*PASSAGE PROVIDED*
= Beginning of Section =
How inherited fitness may affect breast cancer risk

Physical activity is considered an important way to lower risk for breast cancer. But what if your ability to be fit is influenced by genes you inherit? Would that raise your risk? In rats, it did.

Author: Henry J. Thompson on Oct 03, 2017
 
Source: The Conversation
Physical activity has long been considered a way to lower risk for breast cancer. vectorfusionart/Shutterstock.com

Repeated studies have shown that physical inactivity, and the occurrence of obesity to which it is linked, increases the risk for many chronic diseases, including breast and other cancers.

In fact, the evidence is so compelling that the lifestyle guidelines of most health agencies, both in the United States and abroad, include a recommendation for obesity prevention via maintenance of an appropriate body weight for height and a physically active lifestyle.

However, what if the science behind these recommendations were only about half the story? What if your fitness were influenced not only by your activity level but also by your genes? And, focusing specifically on breast cancer, what if one’s risk of getting breast cancer were influenced by one’s inherited capacity for fitness?

A team of investigators, including me, explored these questions in a recently published study and found a surprisingly large role for genetics in fitness and breast cancer.

Fit as you can be?

A woman exercising is likely lowering her risk of breast cancer, but a study suggests that inherent fitness is also a factor. Aslysun/Shutterstock.com

We frequently associate a physically active lifestyle and maintenance of an appropriate weight for a given height (measured as body mass index) with fitness, which is sometimes referred to as cardio-respiratory fitness. And individuals with high fitness generally fare better not only in having a lower risk for chronic diseases like cancer. Even when they are diagnosed and treated, they have a more favorable prognosis for recovery.
= End of Section =
*EXERCISE TASKS*
**A)** In the article on inherited fitness and breast cancer, rewrite the stretch from "A team of investigators, including" through "and breast cancer.", substituting "researchers" for "investigators".
**B)** According to the article on inherited fitness and breast cancer, what recommendation do the lifestyle guidelines of most health agencies include?

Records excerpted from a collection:
= Beginning of Section =
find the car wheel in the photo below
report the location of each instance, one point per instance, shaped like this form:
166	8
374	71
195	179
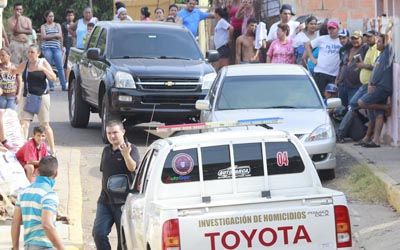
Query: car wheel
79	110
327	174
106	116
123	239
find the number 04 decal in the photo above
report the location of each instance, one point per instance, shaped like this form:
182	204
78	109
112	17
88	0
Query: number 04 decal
= End of Section =
= Beginning of Section =
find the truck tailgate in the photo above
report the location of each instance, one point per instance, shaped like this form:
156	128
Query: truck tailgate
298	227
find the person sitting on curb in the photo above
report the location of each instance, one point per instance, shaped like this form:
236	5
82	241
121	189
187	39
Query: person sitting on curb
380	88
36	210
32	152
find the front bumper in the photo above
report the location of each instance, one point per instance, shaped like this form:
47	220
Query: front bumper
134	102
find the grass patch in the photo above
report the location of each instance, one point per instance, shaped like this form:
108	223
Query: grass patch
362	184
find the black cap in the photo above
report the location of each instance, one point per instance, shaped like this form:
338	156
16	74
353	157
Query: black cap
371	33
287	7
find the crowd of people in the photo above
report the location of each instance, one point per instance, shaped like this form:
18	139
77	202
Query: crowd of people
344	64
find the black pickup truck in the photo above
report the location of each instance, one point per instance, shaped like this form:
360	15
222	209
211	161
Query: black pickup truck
= End of Section =
= Beginning of Section =
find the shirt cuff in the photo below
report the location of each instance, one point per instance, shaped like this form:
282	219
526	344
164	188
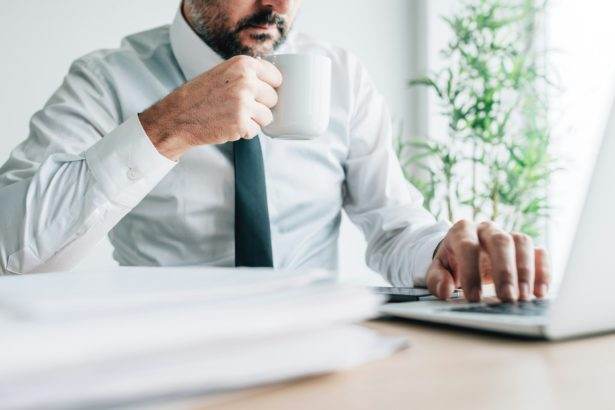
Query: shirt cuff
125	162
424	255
= End of Section =
*EXERCISE RESPONSES*
**A)**
A team of researchers, including me, explored these questions in a recently published study and found a surprisingly large role for genetics in fitness and breast cancer.

**B)** A recommendation for obesity prevention via maintenance of an appropriate body weight for height and a physically active lifestyle.